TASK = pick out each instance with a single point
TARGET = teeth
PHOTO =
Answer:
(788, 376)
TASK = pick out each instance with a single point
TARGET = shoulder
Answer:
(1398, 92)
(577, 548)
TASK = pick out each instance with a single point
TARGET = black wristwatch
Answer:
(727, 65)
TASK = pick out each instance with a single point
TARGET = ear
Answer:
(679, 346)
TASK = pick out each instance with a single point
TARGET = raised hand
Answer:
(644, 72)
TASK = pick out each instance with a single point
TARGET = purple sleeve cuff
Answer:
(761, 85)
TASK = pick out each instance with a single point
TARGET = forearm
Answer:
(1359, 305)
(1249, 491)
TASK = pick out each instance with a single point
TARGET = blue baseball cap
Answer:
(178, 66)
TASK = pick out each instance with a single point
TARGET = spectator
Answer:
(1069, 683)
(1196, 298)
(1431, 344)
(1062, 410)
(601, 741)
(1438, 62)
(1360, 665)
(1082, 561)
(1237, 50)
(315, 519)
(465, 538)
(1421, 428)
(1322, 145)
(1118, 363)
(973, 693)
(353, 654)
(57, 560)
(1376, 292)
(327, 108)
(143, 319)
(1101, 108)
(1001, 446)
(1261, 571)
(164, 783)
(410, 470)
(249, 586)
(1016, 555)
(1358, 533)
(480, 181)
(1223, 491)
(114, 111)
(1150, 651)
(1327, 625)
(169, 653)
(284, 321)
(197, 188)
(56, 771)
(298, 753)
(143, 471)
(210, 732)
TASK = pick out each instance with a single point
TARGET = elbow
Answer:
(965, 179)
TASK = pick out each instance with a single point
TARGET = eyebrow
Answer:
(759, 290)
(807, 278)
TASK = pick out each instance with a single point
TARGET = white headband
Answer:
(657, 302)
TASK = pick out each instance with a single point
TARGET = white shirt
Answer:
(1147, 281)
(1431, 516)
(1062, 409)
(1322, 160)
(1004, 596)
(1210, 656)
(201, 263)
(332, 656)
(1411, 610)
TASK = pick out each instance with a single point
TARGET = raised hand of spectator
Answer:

PROBLEM REQUIREMENTS
Counting only lines that hold the word "hand", report how many there are in the listing above, as a number alone.

SOLVED PROBLEM
2